Separe, nos registros abaixo, todas as linhas que contêm a palavra "flower" e copie cada uma delas.

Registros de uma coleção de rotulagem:
——

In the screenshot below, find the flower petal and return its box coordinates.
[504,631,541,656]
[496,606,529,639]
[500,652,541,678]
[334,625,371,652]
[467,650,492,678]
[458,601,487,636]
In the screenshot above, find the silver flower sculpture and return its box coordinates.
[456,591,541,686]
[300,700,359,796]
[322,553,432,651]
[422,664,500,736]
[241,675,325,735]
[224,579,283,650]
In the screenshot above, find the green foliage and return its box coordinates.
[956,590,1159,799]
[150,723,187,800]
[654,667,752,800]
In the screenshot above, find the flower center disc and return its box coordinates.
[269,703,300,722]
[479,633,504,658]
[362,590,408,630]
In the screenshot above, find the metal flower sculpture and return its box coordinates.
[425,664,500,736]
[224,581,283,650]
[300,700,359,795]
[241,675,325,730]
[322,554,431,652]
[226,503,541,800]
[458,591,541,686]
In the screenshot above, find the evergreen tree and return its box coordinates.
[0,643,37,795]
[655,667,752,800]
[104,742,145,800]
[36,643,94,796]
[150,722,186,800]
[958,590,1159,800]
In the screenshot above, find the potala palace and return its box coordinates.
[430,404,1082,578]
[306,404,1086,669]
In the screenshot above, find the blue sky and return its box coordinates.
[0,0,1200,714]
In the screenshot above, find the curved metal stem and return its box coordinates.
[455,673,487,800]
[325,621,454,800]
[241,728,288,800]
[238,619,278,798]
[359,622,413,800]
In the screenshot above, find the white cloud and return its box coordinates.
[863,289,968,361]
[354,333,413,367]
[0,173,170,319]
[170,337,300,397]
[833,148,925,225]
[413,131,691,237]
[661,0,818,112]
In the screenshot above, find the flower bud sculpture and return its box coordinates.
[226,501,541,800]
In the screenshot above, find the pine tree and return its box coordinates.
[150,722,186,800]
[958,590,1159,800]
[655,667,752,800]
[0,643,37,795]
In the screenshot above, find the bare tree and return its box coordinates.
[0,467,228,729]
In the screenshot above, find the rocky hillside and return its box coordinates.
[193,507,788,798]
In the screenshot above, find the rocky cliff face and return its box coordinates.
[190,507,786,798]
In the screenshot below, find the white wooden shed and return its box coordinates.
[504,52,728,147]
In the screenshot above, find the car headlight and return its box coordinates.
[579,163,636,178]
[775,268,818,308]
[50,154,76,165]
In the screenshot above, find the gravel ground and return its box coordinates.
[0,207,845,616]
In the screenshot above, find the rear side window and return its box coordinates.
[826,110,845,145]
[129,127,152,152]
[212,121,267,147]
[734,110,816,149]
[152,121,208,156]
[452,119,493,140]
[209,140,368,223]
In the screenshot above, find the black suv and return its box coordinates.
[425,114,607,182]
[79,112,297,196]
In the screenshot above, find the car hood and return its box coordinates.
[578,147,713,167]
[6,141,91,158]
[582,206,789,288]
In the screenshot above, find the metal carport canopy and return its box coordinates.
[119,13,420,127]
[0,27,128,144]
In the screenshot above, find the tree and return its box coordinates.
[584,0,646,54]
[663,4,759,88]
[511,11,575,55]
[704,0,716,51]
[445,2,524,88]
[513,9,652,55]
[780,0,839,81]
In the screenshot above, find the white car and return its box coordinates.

——

### RESULTADO CORRETO
In the screenshot below, find the flower petal and return its box coordinates.
In the screenshot above, find the silver flower sculpture and return its box coordinates.
In the screenshot above, find the flower center disc and return its box coordinates.
In the screenshot above, find the metal flower sculpture and return its box coordinates.
In the screenshot above, find the flower bud sculpture and return its box coordinates.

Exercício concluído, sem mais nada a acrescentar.